* [Supplied material]:
'''
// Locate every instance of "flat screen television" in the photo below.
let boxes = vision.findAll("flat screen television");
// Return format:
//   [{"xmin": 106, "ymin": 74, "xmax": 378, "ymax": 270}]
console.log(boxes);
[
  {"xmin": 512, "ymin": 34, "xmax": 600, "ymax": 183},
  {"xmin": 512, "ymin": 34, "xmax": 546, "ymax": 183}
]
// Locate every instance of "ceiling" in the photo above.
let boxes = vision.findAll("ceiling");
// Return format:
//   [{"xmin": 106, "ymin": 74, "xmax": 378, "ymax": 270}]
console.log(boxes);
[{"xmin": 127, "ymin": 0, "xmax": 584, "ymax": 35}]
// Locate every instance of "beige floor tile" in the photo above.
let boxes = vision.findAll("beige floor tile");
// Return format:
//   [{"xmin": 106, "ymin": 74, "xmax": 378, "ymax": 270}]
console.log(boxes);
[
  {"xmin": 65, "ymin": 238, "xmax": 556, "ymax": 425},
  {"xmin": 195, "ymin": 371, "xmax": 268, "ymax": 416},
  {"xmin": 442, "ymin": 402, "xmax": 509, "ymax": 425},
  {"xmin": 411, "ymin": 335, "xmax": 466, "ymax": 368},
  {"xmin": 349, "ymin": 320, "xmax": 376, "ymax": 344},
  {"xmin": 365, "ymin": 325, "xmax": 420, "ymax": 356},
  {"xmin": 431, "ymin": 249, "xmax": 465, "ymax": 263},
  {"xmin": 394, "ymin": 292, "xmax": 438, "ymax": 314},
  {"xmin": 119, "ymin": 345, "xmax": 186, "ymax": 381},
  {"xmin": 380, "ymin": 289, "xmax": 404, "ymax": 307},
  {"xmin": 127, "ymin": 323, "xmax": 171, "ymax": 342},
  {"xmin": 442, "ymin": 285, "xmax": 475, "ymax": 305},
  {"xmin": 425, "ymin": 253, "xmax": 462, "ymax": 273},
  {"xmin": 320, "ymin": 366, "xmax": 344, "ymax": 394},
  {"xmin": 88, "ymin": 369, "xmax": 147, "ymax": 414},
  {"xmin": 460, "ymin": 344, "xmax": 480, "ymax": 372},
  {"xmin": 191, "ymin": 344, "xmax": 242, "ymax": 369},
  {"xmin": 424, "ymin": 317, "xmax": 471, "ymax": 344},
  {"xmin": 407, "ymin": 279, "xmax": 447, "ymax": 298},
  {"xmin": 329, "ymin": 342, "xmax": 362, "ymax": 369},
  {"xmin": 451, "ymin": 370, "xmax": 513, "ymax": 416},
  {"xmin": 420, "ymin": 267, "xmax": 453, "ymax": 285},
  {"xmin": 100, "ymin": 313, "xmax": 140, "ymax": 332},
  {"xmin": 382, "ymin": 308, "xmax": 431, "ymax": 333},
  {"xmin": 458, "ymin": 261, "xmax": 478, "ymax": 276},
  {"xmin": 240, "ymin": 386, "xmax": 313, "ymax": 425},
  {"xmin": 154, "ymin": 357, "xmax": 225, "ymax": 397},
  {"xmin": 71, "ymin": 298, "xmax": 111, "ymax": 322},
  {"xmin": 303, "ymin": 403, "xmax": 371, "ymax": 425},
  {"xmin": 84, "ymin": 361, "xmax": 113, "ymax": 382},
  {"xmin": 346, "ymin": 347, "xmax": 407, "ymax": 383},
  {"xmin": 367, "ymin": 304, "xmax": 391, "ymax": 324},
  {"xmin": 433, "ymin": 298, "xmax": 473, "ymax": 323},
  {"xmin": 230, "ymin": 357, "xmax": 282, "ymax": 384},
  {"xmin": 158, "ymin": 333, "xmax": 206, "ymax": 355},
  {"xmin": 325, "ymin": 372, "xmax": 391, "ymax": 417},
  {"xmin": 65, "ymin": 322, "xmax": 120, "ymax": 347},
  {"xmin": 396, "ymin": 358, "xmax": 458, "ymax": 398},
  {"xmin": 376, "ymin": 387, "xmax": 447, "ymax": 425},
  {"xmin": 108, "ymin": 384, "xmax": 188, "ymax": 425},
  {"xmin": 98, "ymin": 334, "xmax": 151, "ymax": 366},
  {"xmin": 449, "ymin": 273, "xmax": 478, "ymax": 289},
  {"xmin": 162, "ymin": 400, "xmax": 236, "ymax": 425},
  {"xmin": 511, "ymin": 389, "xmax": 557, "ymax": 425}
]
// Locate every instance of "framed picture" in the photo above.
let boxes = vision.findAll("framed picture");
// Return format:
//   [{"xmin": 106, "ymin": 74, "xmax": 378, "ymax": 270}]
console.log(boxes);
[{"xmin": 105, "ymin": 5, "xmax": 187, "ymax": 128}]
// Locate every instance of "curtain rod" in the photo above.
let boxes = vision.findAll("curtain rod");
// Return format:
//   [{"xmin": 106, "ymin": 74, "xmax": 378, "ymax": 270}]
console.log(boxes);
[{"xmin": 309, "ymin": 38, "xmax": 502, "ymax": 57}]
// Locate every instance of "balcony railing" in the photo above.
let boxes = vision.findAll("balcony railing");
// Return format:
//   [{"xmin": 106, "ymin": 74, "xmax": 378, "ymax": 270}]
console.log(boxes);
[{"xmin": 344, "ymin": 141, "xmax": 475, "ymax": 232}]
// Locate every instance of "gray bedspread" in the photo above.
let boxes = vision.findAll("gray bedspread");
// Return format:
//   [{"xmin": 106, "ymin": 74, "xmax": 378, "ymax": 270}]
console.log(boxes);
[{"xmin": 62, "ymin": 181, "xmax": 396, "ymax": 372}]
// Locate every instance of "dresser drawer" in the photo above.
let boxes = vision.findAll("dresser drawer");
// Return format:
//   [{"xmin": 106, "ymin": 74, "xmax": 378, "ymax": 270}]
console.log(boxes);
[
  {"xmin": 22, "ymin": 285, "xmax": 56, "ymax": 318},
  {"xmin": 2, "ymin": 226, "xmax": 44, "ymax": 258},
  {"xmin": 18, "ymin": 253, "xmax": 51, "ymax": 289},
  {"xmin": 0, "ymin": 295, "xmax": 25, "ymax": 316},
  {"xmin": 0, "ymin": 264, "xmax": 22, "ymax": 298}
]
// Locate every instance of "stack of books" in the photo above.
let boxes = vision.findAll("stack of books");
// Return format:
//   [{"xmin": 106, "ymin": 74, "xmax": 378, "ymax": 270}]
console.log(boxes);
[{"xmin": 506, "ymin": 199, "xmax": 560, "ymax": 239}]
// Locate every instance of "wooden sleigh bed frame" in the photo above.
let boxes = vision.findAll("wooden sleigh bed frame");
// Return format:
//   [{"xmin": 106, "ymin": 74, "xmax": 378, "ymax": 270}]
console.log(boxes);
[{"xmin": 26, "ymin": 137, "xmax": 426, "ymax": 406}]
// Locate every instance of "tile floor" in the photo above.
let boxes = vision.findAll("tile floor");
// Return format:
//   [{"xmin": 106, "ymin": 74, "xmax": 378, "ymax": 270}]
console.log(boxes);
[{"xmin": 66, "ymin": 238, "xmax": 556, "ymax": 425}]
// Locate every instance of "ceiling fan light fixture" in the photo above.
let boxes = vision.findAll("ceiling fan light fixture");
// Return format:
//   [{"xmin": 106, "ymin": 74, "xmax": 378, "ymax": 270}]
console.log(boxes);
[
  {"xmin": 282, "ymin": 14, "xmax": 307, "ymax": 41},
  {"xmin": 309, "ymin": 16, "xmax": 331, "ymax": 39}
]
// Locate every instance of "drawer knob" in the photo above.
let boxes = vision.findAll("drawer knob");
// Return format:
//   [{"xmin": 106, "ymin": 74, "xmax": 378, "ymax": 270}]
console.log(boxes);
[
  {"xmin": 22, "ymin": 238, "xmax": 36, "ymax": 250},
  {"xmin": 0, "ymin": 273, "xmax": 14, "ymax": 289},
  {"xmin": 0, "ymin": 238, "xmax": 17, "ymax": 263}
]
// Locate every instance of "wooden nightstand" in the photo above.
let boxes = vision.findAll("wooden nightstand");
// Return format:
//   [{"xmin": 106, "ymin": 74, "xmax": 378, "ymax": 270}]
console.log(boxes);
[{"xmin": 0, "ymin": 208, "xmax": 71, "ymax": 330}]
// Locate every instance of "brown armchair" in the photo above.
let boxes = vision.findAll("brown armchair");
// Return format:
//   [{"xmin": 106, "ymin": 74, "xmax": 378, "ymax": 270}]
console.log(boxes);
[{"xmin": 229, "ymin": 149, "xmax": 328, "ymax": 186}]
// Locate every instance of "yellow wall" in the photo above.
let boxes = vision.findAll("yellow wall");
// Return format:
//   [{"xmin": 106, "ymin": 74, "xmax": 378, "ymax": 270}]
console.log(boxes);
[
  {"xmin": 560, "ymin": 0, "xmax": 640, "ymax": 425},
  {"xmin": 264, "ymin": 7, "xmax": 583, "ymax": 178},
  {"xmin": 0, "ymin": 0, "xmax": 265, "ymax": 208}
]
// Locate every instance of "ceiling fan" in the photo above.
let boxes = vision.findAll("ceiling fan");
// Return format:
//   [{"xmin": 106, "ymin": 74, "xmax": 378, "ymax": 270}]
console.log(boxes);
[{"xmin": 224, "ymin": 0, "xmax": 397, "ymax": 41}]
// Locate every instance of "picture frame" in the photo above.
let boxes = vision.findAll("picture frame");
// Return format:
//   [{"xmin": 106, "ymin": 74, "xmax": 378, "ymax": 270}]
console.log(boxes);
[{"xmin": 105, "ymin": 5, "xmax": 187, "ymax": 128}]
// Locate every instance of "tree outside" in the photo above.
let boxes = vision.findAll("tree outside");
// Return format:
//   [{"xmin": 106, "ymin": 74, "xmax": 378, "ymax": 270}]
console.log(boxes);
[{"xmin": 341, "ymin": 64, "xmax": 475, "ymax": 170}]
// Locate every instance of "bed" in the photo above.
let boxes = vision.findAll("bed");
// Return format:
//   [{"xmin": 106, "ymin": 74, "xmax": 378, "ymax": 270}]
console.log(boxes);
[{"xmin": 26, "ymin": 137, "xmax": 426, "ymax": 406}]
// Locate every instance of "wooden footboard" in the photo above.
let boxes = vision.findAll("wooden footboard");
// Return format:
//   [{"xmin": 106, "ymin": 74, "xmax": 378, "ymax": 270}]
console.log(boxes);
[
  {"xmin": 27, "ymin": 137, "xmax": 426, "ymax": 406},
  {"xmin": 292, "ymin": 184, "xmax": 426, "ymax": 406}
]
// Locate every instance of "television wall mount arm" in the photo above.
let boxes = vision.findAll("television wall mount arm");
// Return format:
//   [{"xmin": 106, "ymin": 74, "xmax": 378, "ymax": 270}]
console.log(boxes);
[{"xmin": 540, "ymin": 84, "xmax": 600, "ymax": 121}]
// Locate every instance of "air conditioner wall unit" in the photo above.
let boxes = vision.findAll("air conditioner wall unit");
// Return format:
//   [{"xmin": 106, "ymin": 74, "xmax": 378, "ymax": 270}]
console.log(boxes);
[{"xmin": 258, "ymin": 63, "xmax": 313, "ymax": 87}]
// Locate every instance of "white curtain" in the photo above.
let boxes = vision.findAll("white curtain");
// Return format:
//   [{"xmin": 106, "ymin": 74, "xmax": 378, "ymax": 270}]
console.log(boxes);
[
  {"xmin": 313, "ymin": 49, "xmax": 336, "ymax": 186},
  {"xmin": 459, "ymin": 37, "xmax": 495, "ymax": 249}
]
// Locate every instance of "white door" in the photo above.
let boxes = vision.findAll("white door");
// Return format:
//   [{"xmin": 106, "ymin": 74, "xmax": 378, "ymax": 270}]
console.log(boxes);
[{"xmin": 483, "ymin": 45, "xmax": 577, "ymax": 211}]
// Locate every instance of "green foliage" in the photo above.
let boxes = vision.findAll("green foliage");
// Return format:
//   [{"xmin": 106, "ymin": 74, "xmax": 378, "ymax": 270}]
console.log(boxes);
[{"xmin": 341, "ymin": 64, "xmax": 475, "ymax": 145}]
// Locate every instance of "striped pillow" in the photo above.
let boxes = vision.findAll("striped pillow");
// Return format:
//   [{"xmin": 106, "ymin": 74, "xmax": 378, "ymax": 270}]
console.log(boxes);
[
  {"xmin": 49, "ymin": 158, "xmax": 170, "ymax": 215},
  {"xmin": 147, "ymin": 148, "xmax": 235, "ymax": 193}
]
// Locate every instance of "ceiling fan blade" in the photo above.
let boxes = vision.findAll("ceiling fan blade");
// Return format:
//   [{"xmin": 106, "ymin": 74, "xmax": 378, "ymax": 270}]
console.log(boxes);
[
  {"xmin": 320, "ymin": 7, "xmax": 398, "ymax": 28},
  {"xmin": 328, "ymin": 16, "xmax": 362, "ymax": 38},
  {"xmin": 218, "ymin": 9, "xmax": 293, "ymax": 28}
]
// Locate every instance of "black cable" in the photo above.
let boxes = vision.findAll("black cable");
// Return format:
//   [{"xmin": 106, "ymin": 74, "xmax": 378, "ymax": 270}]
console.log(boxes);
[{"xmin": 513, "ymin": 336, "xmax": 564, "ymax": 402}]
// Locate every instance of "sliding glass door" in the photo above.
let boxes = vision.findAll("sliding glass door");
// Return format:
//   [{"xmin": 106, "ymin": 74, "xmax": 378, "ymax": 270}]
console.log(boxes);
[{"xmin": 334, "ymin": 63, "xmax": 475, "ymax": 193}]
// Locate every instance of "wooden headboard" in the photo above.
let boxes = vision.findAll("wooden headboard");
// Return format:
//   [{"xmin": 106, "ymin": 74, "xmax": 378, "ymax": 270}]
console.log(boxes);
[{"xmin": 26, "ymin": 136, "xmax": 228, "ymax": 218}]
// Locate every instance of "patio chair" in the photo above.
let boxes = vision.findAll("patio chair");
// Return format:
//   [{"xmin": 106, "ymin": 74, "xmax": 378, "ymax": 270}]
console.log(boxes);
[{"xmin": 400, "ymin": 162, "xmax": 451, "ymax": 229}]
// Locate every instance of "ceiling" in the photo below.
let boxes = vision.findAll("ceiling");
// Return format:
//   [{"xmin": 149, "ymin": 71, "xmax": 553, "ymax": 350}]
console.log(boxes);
'''
* [Do this]: Pull out every line of the rows above that contains the word "wooden". Case counts.

* [Full response]:
// Locate every instance of "wooden sleigh bed frame" in the photo above.
let boxes = vision.findAll("wooden sleigh bed frame");
// Locate every instance of "wooden nightstand" in the photo above.
let boxes = vision.findAll("wooden nightstand");
// Locate every instance of "wooden footboard" in the photo above.
let boxes = vision.findAll("wooden footboard");
// Locate every instance of "wooden headboard" in the photo above.
let boxes = vision.findAll("wooden headboard");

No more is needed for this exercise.